--- Begin LISTED RECORDS ---

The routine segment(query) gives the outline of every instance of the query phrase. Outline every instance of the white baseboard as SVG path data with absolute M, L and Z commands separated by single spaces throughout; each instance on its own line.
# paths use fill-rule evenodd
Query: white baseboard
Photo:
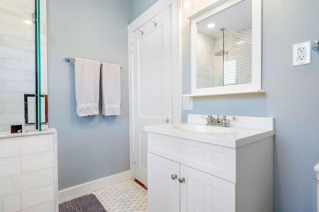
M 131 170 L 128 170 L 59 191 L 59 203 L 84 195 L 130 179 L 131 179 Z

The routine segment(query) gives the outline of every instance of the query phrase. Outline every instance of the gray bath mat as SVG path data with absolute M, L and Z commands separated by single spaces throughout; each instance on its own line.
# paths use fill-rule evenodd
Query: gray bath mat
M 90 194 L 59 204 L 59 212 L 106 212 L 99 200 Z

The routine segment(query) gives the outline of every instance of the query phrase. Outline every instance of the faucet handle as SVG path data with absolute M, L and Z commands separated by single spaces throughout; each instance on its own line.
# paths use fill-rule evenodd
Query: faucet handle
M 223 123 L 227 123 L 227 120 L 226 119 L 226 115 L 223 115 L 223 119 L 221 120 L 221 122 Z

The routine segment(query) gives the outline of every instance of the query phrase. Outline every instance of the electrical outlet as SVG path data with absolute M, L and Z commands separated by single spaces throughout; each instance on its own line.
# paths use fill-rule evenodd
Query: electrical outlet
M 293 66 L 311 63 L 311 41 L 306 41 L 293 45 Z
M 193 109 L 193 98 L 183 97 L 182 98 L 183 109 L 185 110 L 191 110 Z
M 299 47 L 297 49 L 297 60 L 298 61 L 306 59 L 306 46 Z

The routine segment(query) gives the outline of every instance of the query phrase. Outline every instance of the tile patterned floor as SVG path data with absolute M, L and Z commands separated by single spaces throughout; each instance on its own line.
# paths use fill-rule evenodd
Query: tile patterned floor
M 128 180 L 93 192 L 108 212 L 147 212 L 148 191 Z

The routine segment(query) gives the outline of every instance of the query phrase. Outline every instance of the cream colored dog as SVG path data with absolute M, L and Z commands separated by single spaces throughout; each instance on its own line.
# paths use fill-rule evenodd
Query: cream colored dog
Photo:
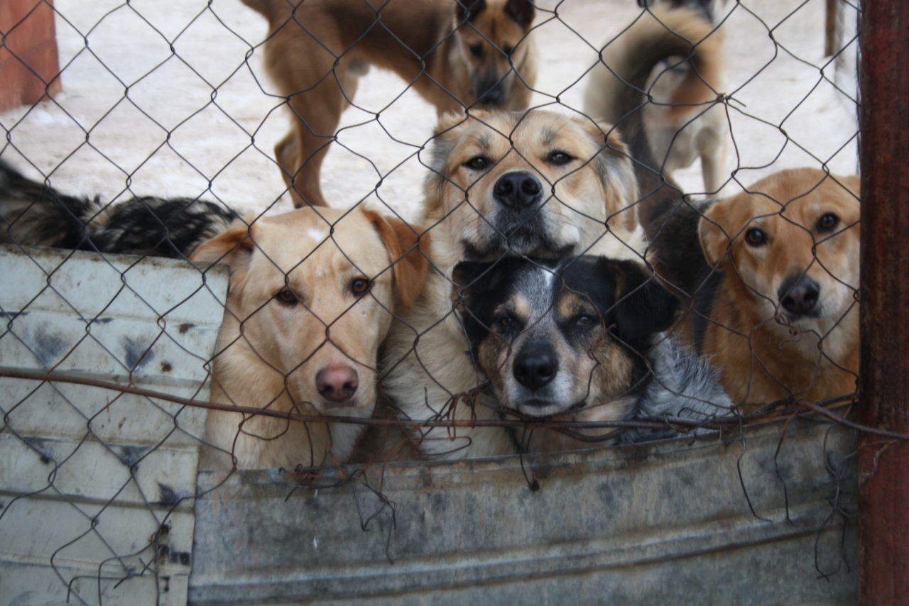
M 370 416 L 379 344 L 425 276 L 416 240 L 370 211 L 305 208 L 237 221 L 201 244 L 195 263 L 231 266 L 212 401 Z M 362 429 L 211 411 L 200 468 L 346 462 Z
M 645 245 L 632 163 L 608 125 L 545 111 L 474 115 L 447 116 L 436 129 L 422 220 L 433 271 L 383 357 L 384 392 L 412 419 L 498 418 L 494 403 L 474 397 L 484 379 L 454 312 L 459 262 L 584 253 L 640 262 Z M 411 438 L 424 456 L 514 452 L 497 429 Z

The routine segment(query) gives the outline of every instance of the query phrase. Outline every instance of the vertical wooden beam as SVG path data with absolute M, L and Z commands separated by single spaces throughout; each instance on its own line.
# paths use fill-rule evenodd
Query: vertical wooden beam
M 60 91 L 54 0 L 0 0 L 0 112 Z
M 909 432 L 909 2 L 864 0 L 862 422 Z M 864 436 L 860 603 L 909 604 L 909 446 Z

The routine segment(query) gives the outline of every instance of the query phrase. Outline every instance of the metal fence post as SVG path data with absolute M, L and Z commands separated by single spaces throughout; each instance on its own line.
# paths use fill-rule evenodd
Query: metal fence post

--- End LISTED RECORDS ---

▶ **INSTRUCTIONS TO FOLLOW**
Format every line of the material above as a numbered list, leaving out the blank lines and the pictures.

▶ **REPLY**
1. The routine segment(query) gives the outline of every instance of the query phrase. Outline every instance of the white baseboard as SVG path data with absolute M, L and Z commands separated by single spaces throughout; each instance on its own line.
2. # paths use fill-rule evenodd
3. Query: white baseboard
4. Photo:
5. M 131 170 L 128 170 L 59 191 L 59 203 L 84 195 L 130 179 L 131 179 Z
6. The routine segment(query) gives the outline of every instance of the query phrase. Outline every instance of the gray bath mat as SVG path data with absolute M, L and Z commands separated by single spaces throughout; each instance on its own line.
7. # paths use fill-rule evenodd
8. Query: gray bath mat
9. M 90 194 L 59 204 L 59 212 L 106 212 L 99 200 Z
10. The routine segment(query) gives the outline of every instance of the query phrase. Outline every instance of the faucet handle as SVG path data with absolute M, L and Z commands separated by single spaces throughout; each instance on its own line.
11. # paths use fill-rule evenodd
12. Query: faucet handle
13. M 223 123 L 227 123 L 227 120 L 226 119 L 226 115 L 223 115 L 223 119 L 221 120 L 221 122 Z
14. The routine segment(query) gives the outline of every instance of the query phrase. Outline every instance of the electrical outlet as SVG path data with absolute M, L and Z commands separated by single spaces throughout; each instance on its own line.
15. # paths use fill-rule evenodd
16. Query: electrical outlet
17. M 293 66 L 311 63 L 311 41 L 306 41 L 293 45 Z
18. M 193 109 L 193 98 L 183 97 L 182 98 L 183 109 L 185 110 L 191 110 Z
19. M 299 47 L 297 49 L 297 60 L 298 61 L 306 59 L 306 46 Z
20. The routine segment(query) gives the outline of every instance of the query phrase. Outline every instance of the tile patterned floor as SVG path data with absolute M, L and Z commands separated by single spaces throughout; each instance on its own line.
21. # paths use fill-rule evenodd
22. Query: tile patterned floor
23. M 128 180 L 93 192 L 108 212 L 147 212 L 148 191 Z
24. The routine segment(query) gives the outline of every instance of the query phrase. Outline every instance of the cream colored dog as SVG path data with absolute M, L and Z commands separated by single spaces throughout; each instance on its own line.
25. # paths use fill-rule evenodd
26. Query: cream colored dog
27. Photo:
28. M 370 416 L 379 344 L 425 276 L 416 240 L 370 211 L 305 208 L 237 221 L 201 244 L 195 263 L 231 266 L 212 401 Z M 362 429 L 211 411 L 200 468 L 346 462 Z
29. M 645 245 L 632 163 L 608 125 L 545 111 L 474 115 L 447 116 L 436 129 L 422 220 L 433 271 L 383 357 L 384 392 L 412 419 L 498 418 L 494 403 L 474 397 L 484 379 L 454 312 L 459 262 L 584 253 L 640 262 Z M 411 438 L 424 456 L 514 452 L 497 429 Z
30. The routine segment(query) gives the outline of every instance of the query phrase. Outline every instance of the vertical wooden beam as SVG path data with absolute M, L and Z commands separated by single spaces throughout; each instance on its own line.
31. # paths use fill-rule evenodd
32. Query: vertical wooden beam
33. M 60 91 L 54 0 L 0 0 L 0 112 Z
34. M 909 432 L 909 2 L 864 0 L 862 422 Z M 864 436 L 860 603 L 909 604 L 909 446 Z
35. The routine segment(query) gives the outline of every instance of the query phrase. Outline every instance of the metal fence post as SVG path data with absolute M, L and Z commands separated by single spaces throughout; each instance on its own line.
36. # paths use fill-rule evenodd
37. Query: metal fence post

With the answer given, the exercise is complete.